====== DOCUMENT EXCERPT ======
Getting Started With Classification

Classification picks the best-fit label for a document from a list of candidate categories we supply. The endpoint returns the matched category and a confidence score, ready to feed into routing logic. For raw Markdown or structured field extraction instead, see the Parse quickstart or the Extraction quickstart.

The walkthrough below builds a script that submits a PDF and our candidate categories to /classify, waits for the verdict, and saves the matched category and confidence score to disk. The accordion below has the full script if you’d rather copy and run it directly.

Show the Full Script

Set UNSILOED_API_KEY in your environment and save the document you want to classify as document.pdf in the same directory before running.

Python
JavaScript
cURL

classify_document.py

import json
import os
import time
import requests

API_KEY = os.environ["UNSILOED_API_KEY"]
BASE_URL = "https://prod.visionapi.unsiloed.ai"

categories = [
    {"name": "Sales Report"},
    {"name": "Invoice"},
    {"name": "Medical Record"},
]

with open("document.pdf", "rb") as f:
    response = requests.post(
        f"{BASE_URL}/classify",
        headers={"api-key": API_KEY},
        files={"pdf_file": ("document.pdf", f, "application/pdf")},
        data={"categories": json.dumps(categories)},
    )
response.raise_for_status()

job_id = response.json()["job_id"]
print(f"Job submitted: {job_id}")

max_attempts = 60  # roughly 5 minutes at 5 seconds per poll
attempts = 0
while True:
    result = requests.get(
        f"{BASE_URL}/classify/{job_id}",
        headers={"api-key": API_KEY},
    ).json()
    print(f"Status: {result['status']}")
    if result["status"] == "completed":
        break
    if result["status"] == "failed":
        raise RuntimeError(result.get("error", "classify job failed"))
    attempts += 1
    if attempts >= max_attempts:
        raise TimeoutError("Classify job did not finish within 5 minutes")
    time.sleep(5)

with open("classification.json", "w") as f:
    json.dump(result, f, indent=2)

classification = result["result"]
print(f"Classification: {classification['classification']} ({classification['confidence']:.2%} confidence)")

Save this as script.mjs or set "type": "module" in your package.json. Requires Node.js 18 or newer for the global fetch, FormData, and Blob.
====== RECORDED DATA ======
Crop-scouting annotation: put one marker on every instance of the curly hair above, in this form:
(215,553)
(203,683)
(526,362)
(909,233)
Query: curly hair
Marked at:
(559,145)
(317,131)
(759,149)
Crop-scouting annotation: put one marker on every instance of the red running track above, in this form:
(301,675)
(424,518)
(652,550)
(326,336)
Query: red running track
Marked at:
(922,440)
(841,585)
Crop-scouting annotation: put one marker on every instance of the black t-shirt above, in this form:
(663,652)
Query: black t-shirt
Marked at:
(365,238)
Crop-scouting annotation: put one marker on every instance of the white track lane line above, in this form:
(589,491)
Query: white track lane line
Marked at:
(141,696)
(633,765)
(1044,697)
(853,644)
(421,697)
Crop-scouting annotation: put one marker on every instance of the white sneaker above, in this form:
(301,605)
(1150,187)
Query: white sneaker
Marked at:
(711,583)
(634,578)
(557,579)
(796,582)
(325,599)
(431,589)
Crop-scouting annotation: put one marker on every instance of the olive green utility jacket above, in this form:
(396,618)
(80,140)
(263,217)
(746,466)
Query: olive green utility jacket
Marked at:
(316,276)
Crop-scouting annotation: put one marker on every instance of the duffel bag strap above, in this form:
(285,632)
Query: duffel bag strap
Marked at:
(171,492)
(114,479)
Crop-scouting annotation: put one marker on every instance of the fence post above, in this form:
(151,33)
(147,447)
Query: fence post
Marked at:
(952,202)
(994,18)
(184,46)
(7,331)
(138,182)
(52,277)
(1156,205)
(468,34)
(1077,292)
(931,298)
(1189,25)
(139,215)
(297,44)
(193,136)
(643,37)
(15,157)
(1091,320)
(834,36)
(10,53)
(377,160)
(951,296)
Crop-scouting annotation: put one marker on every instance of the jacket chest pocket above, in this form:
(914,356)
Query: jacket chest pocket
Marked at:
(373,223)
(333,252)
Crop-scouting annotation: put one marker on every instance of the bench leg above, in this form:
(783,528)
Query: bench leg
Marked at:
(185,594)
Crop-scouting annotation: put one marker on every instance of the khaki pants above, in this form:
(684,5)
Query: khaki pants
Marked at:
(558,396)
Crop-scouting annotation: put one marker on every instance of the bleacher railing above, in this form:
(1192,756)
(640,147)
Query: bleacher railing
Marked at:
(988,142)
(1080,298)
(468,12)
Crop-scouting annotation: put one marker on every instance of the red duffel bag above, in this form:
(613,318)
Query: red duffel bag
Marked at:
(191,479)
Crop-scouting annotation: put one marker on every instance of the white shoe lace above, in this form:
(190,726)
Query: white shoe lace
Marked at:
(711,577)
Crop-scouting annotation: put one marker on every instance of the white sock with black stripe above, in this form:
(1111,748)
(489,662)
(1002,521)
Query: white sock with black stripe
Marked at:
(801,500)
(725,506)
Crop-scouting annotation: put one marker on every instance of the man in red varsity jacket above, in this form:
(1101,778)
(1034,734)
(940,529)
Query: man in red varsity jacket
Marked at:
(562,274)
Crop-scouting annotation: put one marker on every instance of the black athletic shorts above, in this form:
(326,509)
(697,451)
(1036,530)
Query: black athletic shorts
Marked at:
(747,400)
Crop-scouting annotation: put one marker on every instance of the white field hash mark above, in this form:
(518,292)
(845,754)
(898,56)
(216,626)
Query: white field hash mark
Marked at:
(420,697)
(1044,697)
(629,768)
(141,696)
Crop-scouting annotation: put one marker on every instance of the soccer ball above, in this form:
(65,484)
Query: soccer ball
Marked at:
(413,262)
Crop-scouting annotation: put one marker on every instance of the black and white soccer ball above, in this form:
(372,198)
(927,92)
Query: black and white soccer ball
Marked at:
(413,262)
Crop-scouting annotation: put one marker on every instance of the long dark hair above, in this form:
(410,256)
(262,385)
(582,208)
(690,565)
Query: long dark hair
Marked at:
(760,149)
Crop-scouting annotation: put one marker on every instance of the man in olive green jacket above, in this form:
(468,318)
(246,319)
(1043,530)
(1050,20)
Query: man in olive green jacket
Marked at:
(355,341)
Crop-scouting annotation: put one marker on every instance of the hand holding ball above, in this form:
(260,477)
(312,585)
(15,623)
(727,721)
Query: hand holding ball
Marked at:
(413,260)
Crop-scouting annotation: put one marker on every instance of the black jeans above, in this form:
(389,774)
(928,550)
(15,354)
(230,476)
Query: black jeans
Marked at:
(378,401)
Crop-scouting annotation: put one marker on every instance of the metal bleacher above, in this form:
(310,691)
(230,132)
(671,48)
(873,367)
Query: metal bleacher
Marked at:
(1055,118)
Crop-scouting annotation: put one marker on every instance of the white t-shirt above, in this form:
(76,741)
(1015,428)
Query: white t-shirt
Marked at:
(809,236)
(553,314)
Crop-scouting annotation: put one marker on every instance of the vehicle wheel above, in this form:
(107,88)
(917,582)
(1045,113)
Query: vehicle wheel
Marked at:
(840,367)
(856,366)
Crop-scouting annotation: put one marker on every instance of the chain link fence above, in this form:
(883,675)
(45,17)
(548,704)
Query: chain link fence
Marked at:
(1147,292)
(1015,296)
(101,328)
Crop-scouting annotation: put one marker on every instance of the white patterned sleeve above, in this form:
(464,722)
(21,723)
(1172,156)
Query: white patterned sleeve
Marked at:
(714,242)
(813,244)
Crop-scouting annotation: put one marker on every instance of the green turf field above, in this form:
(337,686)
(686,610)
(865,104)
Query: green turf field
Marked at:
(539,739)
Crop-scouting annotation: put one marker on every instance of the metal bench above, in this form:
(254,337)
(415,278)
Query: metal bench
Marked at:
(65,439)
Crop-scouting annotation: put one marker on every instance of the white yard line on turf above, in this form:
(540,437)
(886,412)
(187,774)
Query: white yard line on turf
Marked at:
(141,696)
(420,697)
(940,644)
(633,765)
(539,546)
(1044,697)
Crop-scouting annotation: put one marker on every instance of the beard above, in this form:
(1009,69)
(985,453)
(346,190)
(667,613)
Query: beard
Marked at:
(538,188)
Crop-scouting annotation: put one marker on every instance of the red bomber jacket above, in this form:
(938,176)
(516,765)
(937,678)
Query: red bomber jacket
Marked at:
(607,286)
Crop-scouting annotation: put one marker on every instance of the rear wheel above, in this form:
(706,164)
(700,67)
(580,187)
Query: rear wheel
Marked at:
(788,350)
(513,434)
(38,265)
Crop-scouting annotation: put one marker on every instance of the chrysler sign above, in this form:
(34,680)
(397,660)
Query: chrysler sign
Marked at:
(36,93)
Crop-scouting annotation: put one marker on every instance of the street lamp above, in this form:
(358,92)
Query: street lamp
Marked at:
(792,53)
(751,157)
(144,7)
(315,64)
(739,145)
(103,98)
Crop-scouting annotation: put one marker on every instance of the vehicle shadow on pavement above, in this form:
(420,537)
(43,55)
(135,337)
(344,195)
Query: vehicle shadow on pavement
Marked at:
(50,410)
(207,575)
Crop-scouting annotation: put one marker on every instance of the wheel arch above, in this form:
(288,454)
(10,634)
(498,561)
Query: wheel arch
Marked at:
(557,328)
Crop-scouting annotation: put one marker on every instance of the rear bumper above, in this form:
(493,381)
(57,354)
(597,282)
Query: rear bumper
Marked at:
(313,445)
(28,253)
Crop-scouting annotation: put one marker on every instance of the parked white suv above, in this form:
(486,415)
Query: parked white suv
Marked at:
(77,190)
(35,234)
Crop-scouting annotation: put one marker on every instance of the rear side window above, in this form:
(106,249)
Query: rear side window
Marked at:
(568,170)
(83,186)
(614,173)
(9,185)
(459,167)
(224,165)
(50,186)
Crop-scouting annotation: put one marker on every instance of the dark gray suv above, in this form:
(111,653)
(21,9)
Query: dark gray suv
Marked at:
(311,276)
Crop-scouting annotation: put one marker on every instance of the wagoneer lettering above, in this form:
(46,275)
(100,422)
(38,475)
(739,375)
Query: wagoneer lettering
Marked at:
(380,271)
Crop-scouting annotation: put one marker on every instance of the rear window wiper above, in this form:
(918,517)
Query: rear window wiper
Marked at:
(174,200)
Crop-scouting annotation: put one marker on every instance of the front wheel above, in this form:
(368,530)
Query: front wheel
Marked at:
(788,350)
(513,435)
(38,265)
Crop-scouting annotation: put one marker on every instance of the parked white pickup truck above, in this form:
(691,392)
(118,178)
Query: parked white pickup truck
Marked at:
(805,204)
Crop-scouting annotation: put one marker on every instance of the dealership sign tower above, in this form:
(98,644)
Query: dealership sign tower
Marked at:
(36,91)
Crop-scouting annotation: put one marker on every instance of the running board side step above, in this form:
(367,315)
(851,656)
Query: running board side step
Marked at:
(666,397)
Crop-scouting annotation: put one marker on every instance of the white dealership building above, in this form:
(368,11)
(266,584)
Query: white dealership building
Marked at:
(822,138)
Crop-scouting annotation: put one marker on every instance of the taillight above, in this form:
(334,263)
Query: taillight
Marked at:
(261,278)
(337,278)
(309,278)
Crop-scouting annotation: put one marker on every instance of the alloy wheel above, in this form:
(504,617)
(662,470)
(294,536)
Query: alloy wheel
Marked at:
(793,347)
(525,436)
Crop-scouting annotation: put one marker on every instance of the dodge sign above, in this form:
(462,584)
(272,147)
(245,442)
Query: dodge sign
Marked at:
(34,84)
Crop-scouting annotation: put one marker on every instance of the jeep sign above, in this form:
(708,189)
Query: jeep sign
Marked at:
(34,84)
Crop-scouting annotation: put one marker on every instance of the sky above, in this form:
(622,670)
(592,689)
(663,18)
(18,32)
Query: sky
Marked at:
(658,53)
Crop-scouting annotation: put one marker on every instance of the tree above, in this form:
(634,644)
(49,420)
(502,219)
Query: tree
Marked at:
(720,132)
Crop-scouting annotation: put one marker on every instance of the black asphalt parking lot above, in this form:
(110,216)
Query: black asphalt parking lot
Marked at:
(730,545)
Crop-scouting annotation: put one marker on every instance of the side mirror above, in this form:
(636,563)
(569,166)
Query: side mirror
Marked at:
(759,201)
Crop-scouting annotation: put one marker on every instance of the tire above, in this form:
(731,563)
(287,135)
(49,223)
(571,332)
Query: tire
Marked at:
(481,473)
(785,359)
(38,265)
======
◆ **TASK INSTRUCTIONS**:
#1 Give the classification guide again from "Getting Started With" to "run it directly.", and swap each "confidence score" for "certainty score".
#2 Carry on the classification guide from the point where it ends.

◆ **ANSWERS BY ITEM**:
#1
Getting Started With Classification

Classification picks the best-fit label for a document from a list of candidate categories we supply. The endpoint returns the matched category and a certainty score, ready to feed into routing logic. For raw Markdown or structured field extraction instead, see the Parse quickstart or the Extraction quickstart.

The walkthrough below builds a script that submits a PDF and our candidate categories to /classify, waits for the verdict, and saves the matched category and certainty score to disk. The accordion below has the full script if you’d rather copy and run it directly.

#2
script.mjs

import fs from "node:fs";

const API_KEY = process.env.UNSILOED_API_KEY;
const BASE_URL = "https://prod.visionapi.unsiloed.ai";

const categories = [
  { name: "Sales Report", description: "Sales performance summaries with regional or quarterly data" },
  { name: "Invoice", description: "Bill of sale with line items" },
  { name: "Medical Record", description: "Patient health records" },
];

const form = new FormData();
form.append("pdf_file", new Blob([fs.readFileSync("document.pdf")]), "document.pdf");
form.append("categories", JSON.stringify(categories));

const response = await fetch(`${BASE_URL}/classify`, {
  method: "POST",
  headers: { "api-key": API_KEY },
  body: form,
});
if (!response.ok) throw new Error(`${response.status}: ${await response.text()}`);

const { job_id } = await response.json();
console.log(`Job submitted: ${job_id}`);

const maxAttempts = 60; // roughly 5 minutes at 5 seconds per poll
let attempts = 0;
let result;
while (true) {
  const res = await fetch(`${BASE_URL}/classify/${job_id}`, {
    headers: { "api-key": API_KEY },
  });
  result = await res.json();
  console.log(`Status: ${result.status}`);
  if (result.status === "completed") break;
  if (result.status === "failed") throw new Error(result.error || "classify job failed");
  if (++attempts >= maxAttempts) throw new Error("Classify job did not finish within 5 minutes");
  await new Promise((r) => setTimeout(r, 5000));
}

fs.writeFileSync("classification.json", JSON.stringify(result, null, 2));
const { classification, confidence } = result.result;
console.log(`Classification: ${classification} (${(confidence * 100).toFixed(2)}% confidence)`);

# Submit the document and capture the job_id from the response:
resp=$(curl -sX POST "https://prod.visionapi.unsiloed.ai/classify" \
  -H "api-key: $UNSILOED_API_KEY" \
  -F "pdf_file=@document.pdf" \
  -F 'categories=[{"name":"Sales Report"},{"name":"Invoice"},{"name":"Medical Record"}]')
JOB_ID=$(echo "$resp" | grep -o '"job_id":"[^"]*"' | cut -d'"' -f4)
echo "Job submitted: $JOB_ID"

# Poll until the job finishes, with a 5-minute timeout:
attempts=0
max_attempts=60
while true; do
  resp=$(curl -sX GET "https://prod.visionapi.unsiloed.ai/classify/$JOB_ID" \
    -H "api-key: $UNSILOED_API_KEY")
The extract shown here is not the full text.